Last reviewed: May 2, 2011 ~16 min read

Feminization of Poverty and Education in Canada

It is often assumed that gender divisions in the economy and major political and social institutions are higher in the developing countries than in the developed nations of Western Europe, Japan, and the United States. Many UN, UNDP, UNIFEM and other reports suggest that women suffer from greater inequality of opportunities in the non-industrialized world. Estimates suggest that from sixty to seventy percent of the poor people in the developing world are female (Marcoux 1998). While these reports are not without merit, they are sometimes misleading as the level of gender inequality is still quite high in much of the industrialized countries.

Available data suggests that poverty in the developed countries is also unevenly distributed among men and women. This paper will discuss the specific case of Canada where feminization of poverty has significantly influenced the so-called "equality of opportunity" for education in the last one and half centuries, making it harder for women to move along upward social mobility. The purpose of looking at Canada is twofold. Canada is one of the most developed countries in the world and the country leaders promote Canadian-style education as a model for many developing countries to follow. The second purpose of looking at Canada is that there is an academic bias of focusing on the American experience when it comes to addressing social problems related to gender in developed nations. Describing social problems of developed countries for the purpose of contrasting does not need to focus on the United States. Critically analyzing the Canadian experience may also demonstrate that there are common themes in gender relations among developed countries that might of interest to readers in both countries.

In the last fifty years, the Western societies have made tremendous progress in improving gender relations among individuals. Women today are more visible in the public spheres which had previously been reserved for men, and most North Americans generally subscribe to the idea that men and women should have equal rights. However, prejudice against women -- expressed in blatant or subtle manners -- still exists, in popular culture, the government, the workplace, and, no less importantly, the educational sector. The purpose of this research is not simply to look at sexism and gender discrimination in the Canadian society -- a theme too general and too broad for a short paper such as this -- but explore how gender biases have influenced the educational sector and made it much harder for Canadians to achieve one of the nation's most cherished ideals: equality of opportunity.

In this paper, we will see that women in Canada have been systematically relegated to lower positions with lower opportunities and pay in the last hundred and fifty years, and that education has played an important role in that process. As victims of any unequal relations, women have struggled against feminization of professions that relegated women to a lower strata in the society, especially with the rise of feminist movements in the '60s and '70s, but the conservative and neoliberal politicians lately began to attack limited feminist gains by ringing alarm bells over the gains of women and the presumed failures of men in education. It is alleged these days that if the present course in education continues, the future is going to be female. But research shows that such concerns are vastly exaggerated since men still dominate women in having access to better educational opportunities as well as higher paid jobs. Men and women are still concentrated in specific kinds of positions and jobs that perpetuate gender divisions in the society.

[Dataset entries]
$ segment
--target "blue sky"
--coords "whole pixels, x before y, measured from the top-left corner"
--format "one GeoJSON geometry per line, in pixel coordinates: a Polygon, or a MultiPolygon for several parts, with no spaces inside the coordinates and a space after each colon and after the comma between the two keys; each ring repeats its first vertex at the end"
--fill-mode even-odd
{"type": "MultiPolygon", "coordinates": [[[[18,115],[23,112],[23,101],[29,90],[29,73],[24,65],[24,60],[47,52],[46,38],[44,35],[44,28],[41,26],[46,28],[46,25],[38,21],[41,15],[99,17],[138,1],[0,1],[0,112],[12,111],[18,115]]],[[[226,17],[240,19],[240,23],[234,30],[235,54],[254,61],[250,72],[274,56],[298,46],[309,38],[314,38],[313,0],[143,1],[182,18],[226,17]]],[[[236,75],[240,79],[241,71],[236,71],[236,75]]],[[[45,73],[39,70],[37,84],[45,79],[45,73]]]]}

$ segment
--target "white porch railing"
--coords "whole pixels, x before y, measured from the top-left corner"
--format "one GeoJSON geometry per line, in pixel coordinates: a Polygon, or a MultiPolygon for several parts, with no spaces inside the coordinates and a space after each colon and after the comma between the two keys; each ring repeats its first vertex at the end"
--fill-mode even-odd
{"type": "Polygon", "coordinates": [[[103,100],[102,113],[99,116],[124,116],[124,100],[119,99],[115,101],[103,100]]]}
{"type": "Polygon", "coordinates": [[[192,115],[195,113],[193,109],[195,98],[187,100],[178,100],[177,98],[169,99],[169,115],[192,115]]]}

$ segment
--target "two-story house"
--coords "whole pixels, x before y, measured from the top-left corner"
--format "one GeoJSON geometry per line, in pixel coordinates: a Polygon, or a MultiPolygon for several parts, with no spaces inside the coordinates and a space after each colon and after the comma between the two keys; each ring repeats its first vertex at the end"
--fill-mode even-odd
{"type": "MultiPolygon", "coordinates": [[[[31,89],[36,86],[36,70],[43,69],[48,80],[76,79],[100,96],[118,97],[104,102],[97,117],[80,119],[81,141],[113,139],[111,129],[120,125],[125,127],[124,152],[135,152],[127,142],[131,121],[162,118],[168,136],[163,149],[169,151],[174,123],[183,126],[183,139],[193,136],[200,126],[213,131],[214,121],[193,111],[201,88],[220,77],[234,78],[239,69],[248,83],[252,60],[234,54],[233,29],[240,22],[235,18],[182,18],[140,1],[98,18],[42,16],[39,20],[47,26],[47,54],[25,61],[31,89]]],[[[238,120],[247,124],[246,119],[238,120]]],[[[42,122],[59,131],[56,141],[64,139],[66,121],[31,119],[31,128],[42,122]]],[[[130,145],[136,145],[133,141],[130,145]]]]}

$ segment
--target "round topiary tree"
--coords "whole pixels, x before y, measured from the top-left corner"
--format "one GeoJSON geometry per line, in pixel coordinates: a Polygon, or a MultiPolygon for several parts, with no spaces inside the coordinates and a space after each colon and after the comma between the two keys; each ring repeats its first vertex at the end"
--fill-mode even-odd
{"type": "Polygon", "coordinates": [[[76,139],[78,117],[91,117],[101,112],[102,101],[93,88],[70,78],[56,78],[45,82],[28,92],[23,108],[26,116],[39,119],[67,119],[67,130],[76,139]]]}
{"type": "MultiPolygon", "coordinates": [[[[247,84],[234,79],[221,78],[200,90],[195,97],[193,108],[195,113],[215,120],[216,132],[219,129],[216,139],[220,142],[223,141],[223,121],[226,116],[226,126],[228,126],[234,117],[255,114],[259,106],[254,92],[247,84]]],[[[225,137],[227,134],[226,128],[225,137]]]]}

## What to do
A – Reproduce the part of the Canadian poverty and education essay from "It is often" to "the industrialized countries.".
B – Answer these questions about the Canadian poverty and education essay:
(i) According to the estimates cited, what share of poor people in the developing world are female?
(ii) In which decades does the essay say feminist movements rose?
(iii) For how many years does the paper say women in Canada have been systematically relegated to lower positions?
C – Write the next part of the essay on the feminization of poverty and education in Canada, starting after its last sentence.

## Task results
A –
It is often assumed that gender divisions in the economy and major political and social institutions are higher in the developing countries than in the developed nations of Western Europe, Japan, and the United States. Many UN, UNDP, UNIFEM and other reports suggest that women suffer from greater inequality of opportunities in the non-industrialized world. Estimates suggest that from sixty to seventy percent of the poor people in the developing world are female (Marcoux 1998). While these reports are not without merit, they are sometimes misleading as the level of gender inequality is still quite high in much of the industrialized countries.

B –
(i) From sixty to seventy percent.
(ii) The '60s and '70s.
(iii) The last hundred and fifty years.

C –
The term "feminization of poverty" was introduced in 1978. Since then it went through several redefinitions. Initially, it referred to an increase in the proportion of women who were poor. Some later definitions referred to an increase in the proportion of poor families headed by lone women (Dooley 1994). At the heart of any definition, however, lies the suggestion that the burden of poverty falls more heavily on the shoulders of women than men. Research shows that in Canada both the number of poor women and the number of poor families headed by lone females have increased lately.

For example, in a report summarizing some of the changes taking place in late '80s and early 90s, Taylor (1994) pointed out that only a minority of women -- mostly white and well-educated -- were moving up the social ladder but even they were gaining at a "glacial pace." And while more women were at the workforce than ever before, the unemployment rate for women began to rise (10.1% in 1992, up from 9.3% in 1991). Most women were locked in the service-sector jobs and the service-sector wages began to fall across the country. In the province of Quebec, 28,000 jobs were lost between September and October 1991, and 27,000 of these jobs had been held by women. Taylor also noted that "the growing numbers of women living without spouses has added to the feminization of low income in Canada. Together with female lone-parent families, women who live alone, particularly elderly women, made up a disproportionately large share of those with low incomes by the mid-1980s" (Taylor 1994).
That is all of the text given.